Records for the task Block Start
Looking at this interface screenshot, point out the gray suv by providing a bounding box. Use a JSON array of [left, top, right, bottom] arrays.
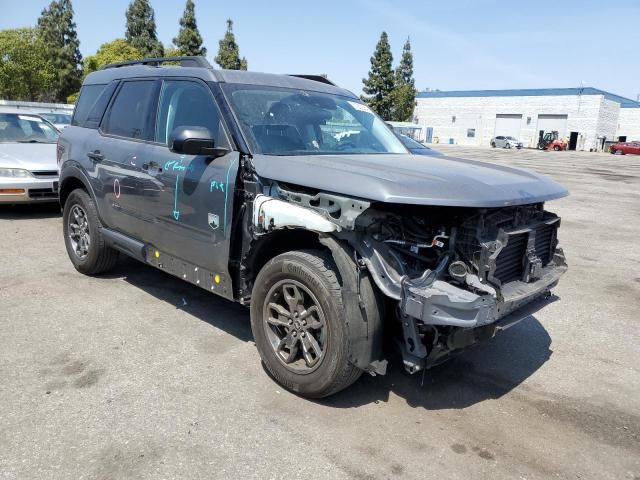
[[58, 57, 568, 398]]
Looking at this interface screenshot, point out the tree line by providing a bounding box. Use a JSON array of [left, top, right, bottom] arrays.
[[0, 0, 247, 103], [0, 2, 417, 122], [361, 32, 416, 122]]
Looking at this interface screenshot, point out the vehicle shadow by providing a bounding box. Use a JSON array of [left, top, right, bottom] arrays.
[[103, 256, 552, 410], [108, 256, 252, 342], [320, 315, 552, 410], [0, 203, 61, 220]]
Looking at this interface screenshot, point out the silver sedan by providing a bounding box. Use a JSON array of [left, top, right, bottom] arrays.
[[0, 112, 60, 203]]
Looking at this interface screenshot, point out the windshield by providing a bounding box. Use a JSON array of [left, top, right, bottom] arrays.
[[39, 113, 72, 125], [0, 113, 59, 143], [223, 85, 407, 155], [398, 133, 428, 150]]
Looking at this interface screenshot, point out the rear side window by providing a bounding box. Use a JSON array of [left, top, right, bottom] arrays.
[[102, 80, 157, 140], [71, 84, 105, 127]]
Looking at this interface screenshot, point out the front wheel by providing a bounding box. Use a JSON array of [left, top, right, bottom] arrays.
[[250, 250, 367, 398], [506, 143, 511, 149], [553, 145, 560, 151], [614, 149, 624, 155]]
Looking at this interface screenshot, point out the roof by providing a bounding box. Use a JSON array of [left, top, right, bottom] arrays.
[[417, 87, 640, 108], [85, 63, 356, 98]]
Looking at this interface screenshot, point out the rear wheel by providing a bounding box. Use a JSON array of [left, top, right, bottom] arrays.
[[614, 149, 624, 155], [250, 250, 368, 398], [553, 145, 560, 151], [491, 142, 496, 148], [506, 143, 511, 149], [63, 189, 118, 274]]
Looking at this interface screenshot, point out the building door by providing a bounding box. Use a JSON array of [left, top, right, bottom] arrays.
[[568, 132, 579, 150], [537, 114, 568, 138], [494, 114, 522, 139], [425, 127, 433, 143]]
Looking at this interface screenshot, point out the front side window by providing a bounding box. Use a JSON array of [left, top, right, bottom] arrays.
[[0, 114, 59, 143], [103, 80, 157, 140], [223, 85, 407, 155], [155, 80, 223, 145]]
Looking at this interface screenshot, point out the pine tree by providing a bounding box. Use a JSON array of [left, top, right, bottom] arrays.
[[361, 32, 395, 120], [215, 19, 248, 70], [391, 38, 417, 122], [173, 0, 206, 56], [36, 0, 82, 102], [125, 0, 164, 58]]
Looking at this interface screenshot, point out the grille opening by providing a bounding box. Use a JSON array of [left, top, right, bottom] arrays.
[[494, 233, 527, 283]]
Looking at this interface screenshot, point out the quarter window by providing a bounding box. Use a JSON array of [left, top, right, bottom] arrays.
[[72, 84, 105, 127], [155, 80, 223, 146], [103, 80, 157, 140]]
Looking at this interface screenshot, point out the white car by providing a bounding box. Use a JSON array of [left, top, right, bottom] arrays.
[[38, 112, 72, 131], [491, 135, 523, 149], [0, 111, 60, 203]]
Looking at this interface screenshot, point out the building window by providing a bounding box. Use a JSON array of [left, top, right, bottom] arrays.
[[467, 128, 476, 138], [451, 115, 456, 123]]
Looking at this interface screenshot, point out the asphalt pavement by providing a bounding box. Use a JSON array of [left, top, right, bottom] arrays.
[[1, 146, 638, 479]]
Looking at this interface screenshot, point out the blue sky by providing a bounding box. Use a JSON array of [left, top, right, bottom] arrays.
Records for the task Block End
Records for the task Block Start
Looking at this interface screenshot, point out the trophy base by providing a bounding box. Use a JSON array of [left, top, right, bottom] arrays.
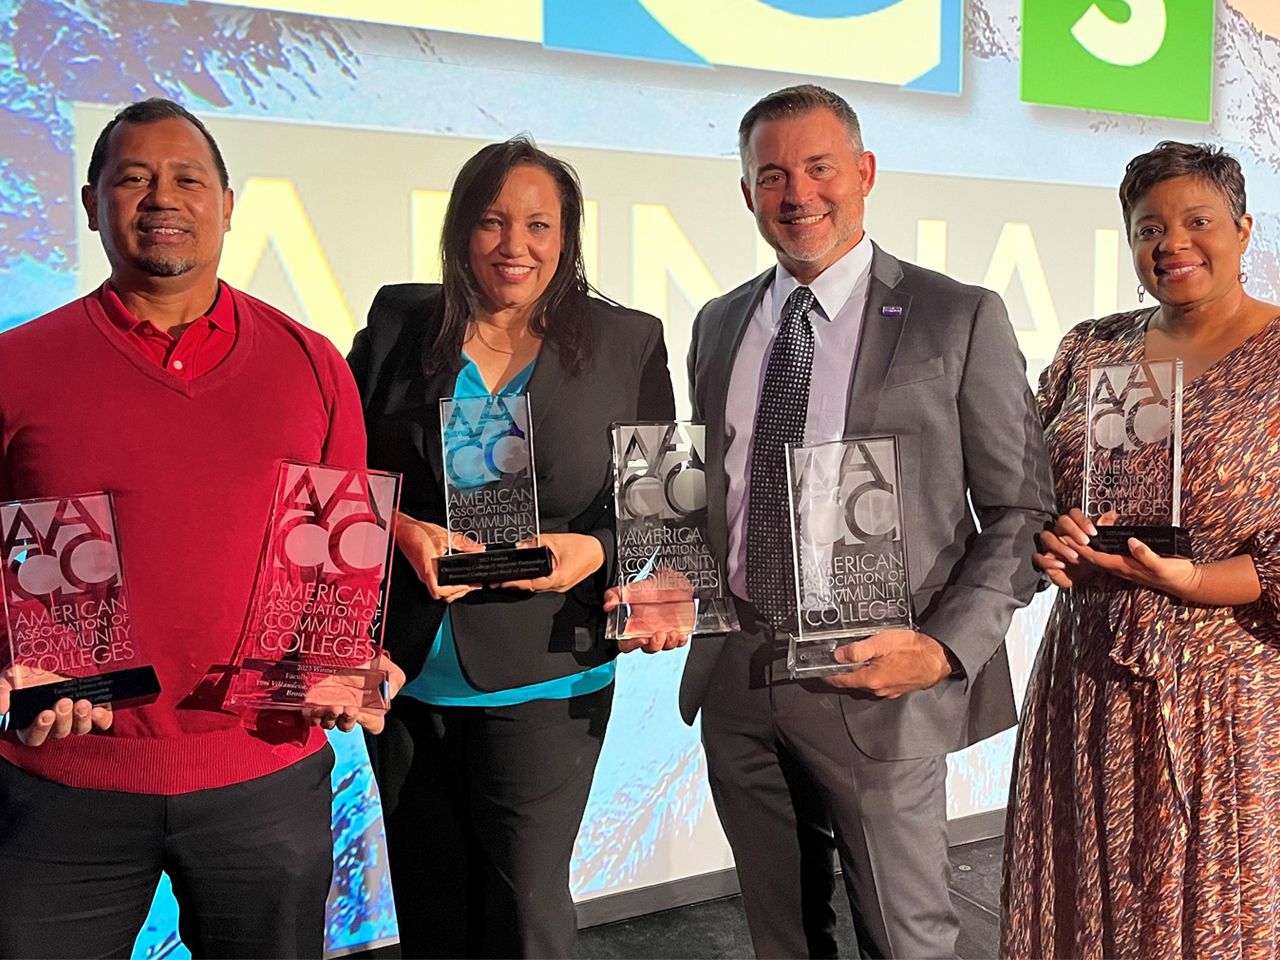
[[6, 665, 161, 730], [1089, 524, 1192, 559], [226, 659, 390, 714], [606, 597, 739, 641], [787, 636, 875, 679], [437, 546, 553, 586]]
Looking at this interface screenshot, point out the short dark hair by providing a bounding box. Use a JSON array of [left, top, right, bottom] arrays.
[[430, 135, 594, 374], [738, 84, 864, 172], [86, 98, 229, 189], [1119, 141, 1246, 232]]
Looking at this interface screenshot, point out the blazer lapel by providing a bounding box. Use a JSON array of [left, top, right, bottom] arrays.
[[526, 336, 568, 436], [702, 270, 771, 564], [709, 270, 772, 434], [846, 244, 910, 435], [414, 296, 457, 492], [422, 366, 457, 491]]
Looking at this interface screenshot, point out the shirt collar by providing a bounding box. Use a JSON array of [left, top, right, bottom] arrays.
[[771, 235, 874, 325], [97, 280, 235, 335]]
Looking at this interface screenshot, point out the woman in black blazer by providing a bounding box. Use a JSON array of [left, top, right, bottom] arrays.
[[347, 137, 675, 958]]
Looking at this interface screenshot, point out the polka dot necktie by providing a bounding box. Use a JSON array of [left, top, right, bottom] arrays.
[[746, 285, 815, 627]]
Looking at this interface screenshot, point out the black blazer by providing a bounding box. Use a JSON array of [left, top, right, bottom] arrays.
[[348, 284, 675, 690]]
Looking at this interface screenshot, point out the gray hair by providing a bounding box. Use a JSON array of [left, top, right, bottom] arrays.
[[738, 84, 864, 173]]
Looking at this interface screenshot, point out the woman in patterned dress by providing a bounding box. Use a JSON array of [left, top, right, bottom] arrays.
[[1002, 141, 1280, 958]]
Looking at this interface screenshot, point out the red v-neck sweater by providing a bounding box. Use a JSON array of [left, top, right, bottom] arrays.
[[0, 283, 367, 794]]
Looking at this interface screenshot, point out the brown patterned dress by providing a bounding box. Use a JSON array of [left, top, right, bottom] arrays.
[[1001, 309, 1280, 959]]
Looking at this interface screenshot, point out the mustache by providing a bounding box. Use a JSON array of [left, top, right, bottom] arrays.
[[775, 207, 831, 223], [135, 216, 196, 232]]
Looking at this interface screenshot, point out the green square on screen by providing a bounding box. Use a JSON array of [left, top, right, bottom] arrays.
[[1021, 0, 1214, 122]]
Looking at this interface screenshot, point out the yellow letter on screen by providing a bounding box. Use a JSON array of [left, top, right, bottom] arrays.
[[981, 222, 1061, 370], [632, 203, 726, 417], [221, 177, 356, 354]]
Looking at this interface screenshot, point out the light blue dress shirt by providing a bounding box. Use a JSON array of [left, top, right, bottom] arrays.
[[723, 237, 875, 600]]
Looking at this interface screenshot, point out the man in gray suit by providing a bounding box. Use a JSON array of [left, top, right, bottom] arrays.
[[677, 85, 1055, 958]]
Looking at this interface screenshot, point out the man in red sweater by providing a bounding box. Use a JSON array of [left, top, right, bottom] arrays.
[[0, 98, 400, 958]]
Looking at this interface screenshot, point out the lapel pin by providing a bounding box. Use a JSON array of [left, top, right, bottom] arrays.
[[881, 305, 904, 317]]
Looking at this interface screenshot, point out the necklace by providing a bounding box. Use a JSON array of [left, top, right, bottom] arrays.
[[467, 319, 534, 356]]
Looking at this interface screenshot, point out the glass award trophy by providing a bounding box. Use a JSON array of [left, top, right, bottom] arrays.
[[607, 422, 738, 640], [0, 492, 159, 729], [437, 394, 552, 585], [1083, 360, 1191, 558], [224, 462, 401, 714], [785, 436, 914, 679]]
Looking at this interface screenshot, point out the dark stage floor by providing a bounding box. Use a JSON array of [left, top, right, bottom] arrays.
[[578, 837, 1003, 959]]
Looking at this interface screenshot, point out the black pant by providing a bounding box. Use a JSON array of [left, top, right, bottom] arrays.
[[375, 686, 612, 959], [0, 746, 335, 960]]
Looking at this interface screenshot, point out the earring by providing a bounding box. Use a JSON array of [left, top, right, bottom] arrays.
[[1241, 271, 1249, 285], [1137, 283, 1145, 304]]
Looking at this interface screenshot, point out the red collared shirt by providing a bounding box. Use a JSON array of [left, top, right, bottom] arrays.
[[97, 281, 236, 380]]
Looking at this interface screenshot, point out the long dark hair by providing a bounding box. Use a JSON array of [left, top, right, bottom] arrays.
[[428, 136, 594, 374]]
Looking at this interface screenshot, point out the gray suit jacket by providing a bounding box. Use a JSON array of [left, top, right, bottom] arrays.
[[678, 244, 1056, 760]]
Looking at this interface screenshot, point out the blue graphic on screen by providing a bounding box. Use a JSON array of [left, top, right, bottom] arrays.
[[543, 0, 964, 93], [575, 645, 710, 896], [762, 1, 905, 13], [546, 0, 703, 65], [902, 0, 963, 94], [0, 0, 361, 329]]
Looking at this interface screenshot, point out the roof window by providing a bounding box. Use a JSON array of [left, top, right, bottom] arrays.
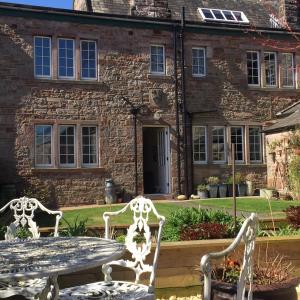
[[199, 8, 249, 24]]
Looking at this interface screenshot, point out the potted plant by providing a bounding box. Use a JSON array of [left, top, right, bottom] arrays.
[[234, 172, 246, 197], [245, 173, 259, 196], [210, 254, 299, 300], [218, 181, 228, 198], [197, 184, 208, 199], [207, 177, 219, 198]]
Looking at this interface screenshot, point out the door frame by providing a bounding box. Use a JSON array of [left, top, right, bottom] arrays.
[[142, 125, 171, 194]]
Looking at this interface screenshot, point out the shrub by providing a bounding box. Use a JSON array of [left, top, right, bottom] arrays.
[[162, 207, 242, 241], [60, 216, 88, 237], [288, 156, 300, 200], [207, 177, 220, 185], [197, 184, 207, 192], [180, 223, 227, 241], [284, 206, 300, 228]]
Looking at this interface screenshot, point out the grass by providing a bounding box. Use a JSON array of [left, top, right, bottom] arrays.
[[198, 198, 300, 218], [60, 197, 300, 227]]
Records for the task Block End
**What the exercise asks**. Return word for word the lines above from the line with "the building window" to the line with "Looking at this interface screenshot, point out the blue sky", including both and leaving out all others.

**Output of the task**.
Looking at this interface screenshot, point out the building window by providing a bounding box. Use a JSON array of [left, top, right, bottom] arrays.
[[467, 128, 476, 138], [451, 115, 456, 123]]
Looking at this interface screenshot, point out the asphalt pavement by providing a bounding box. Use a JSON array of [left, top, right, bottom] arrays.
[[1, 146, 638, 479]]
Looking at this interface screenshot, point out the blue sky by providing a bounding box. Use a JSON array of [left, top, right, bottom] arrays.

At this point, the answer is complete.